:: INPUT ::
-*-

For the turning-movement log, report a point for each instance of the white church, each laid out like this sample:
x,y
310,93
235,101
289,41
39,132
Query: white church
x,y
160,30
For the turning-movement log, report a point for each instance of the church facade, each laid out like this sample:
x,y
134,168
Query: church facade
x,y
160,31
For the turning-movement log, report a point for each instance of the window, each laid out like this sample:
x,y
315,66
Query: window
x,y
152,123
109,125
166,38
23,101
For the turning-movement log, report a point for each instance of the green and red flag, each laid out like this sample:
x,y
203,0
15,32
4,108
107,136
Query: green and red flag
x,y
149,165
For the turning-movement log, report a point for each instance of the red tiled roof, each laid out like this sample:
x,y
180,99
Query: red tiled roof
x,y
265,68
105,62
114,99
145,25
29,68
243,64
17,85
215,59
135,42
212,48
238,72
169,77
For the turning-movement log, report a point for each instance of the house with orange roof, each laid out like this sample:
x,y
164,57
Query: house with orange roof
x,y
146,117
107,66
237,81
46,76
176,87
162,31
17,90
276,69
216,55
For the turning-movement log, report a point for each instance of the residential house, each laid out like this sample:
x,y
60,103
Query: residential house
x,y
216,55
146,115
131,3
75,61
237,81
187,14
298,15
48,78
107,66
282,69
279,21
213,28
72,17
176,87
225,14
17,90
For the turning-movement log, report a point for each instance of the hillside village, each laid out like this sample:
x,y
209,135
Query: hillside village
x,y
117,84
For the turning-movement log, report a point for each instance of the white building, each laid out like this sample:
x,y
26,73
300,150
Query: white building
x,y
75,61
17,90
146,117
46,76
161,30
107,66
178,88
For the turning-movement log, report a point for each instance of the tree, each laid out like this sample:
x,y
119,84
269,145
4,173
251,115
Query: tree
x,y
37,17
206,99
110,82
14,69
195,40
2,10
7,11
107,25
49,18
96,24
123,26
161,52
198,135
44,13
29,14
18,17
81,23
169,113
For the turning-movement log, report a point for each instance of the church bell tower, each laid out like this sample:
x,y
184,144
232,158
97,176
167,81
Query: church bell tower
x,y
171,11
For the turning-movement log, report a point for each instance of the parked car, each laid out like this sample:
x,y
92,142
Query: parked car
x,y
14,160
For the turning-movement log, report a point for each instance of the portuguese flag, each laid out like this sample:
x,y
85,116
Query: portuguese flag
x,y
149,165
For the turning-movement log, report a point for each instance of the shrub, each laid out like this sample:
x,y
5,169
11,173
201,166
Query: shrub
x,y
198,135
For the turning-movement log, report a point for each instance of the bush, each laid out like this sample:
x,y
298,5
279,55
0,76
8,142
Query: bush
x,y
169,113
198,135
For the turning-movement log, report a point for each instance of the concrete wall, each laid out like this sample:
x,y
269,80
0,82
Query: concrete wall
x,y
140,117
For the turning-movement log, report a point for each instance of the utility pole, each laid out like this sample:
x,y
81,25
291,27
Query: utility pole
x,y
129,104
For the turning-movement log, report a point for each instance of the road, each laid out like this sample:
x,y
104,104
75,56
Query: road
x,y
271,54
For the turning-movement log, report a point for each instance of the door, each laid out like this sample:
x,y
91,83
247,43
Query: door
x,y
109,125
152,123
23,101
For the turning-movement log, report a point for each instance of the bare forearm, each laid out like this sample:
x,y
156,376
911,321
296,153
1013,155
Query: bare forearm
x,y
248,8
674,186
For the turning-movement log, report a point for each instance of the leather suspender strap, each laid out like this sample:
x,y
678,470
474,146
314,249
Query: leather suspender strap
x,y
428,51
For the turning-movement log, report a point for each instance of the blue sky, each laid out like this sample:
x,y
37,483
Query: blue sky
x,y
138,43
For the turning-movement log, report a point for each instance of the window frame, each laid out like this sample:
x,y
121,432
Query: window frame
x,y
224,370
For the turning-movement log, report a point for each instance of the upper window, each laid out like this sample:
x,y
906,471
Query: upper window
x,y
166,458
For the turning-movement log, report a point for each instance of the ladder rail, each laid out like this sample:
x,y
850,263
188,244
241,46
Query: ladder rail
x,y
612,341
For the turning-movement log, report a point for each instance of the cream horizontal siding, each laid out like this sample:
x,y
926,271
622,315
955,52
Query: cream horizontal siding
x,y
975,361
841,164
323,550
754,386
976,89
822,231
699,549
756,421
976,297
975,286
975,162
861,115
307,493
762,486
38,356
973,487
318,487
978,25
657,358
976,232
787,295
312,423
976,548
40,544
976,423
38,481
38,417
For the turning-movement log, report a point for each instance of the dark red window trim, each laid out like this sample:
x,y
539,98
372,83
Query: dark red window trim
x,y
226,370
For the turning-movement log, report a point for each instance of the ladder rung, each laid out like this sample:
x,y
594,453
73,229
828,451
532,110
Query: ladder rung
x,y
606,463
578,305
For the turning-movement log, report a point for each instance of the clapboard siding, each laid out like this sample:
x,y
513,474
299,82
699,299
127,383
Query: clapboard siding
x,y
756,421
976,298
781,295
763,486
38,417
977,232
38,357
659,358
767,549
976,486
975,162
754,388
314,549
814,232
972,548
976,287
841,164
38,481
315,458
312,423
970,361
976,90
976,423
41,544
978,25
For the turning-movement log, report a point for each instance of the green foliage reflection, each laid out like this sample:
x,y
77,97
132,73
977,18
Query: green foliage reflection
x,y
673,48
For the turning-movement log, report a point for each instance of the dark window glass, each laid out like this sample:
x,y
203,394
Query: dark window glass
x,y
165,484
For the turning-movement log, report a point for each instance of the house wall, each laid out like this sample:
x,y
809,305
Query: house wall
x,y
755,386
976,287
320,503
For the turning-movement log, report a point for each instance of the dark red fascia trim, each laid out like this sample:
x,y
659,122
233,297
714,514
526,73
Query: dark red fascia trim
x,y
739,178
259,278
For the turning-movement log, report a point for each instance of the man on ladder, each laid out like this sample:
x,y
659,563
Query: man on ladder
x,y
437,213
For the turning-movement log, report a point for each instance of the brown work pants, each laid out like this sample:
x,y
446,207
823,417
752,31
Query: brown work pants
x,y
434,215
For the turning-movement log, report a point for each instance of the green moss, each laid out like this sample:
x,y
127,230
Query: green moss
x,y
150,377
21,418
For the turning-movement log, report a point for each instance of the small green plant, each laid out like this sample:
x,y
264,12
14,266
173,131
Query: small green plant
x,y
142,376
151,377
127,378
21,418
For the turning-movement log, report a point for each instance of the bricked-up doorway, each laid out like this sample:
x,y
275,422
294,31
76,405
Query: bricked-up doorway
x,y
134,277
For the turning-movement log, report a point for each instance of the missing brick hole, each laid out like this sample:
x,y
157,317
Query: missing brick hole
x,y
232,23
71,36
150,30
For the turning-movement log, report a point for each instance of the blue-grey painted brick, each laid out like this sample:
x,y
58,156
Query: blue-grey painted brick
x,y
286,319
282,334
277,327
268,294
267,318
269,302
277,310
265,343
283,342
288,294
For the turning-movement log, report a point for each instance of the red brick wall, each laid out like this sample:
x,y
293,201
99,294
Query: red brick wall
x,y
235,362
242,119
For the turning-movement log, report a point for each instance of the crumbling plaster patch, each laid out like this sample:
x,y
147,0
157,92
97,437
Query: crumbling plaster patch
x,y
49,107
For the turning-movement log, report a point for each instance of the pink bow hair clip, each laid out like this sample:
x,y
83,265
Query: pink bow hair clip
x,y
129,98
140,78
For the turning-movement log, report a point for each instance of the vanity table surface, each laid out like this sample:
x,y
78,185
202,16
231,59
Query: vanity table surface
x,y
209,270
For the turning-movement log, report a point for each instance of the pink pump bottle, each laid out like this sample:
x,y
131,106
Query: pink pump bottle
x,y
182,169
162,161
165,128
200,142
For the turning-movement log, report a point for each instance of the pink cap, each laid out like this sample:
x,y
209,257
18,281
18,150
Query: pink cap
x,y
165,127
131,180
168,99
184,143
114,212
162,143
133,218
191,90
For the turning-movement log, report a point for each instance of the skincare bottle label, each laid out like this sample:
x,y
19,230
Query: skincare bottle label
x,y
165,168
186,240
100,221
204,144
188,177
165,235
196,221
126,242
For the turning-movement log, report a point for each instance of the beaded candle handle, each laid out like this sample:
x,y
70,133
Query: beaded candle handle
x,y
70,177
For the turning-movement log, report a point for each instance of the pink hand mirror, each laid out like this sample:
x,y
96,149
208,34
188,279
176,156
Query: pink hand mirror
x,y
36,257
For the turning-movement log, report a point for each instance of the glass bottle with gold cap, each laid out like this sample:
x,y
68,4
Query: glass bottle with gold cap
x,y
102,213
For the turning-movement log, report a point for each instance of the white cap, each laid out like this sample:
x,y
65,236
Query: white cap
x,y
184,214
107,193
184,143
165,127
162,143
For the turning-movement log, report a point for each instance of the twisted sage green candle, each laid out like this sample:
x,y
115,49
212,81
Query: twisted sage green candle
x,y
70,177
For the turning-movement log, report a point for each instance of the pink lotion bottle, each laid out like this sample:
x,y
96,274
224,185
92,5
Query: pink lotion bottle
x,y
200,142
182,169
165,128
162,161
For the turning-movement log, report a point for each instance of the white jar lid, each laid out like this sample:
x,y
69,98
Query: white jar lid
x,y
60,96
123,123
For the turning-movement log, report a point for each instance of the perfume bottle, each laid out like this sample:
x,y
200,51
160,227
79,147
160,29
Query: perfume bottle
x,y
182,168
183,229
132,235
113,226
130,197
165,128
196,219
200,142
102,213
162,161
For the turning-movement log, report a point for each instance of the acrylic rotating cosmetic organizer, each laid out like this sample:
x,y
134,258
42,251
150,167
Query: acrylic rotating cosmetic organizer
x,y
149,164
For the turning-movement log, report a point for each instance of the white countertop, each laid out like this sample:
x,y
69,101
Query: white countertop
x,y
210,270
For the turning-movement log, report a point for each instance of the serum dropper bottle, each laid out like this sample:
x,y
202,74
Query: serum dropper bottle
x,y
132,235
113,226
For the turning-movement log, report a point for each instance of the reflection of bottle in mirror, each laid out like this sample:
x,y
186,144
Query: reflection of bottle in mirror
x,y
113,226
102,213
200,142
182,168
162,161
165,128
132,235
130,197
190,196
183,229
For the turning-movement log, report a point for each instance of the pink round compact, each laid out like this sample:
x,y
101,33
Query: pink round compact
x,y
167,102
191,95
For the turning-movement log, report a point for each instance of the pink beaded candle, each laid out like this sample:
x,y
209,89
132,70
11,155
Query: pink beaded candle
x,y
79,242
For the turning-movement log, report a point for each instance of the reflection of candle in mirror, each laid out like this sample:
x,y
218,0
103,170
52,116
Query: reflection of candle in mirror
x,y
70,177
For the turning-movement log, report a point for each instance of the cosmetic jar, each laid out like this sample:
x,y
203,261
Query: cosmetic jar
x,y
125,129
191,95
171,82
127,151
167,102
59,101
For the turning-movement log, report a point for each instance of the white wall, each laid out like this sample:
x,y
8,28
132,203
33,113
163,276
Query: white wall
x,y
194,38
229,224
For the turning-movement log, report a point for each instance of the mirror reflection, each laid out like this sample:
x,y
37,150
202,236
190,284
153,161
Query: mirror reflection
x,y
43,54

-*-

:: EXERCISE ::
Restate word for word the entries above from the line with "of the crumbling" through the line with "of the vanity", inclusive, leaving out everything else.

:: TASK OUTPUT ::
For the turning-movement log, report a point for each instance of the crumbling plaster patch, each laid out like this sample:
x,y
147,0
157,92
97,437
Query: crumbling plaster patch
x,y
49,107
For the turning-movement log, report a point for each instance of the pink bow hair clip, each laid out like this sample:
x,y
83,265
Query: pink bow hair clip
x,y
129,98
140,78
For the turning-movement log, report a point for each instance of the vanity table surface, each laid out like this sample:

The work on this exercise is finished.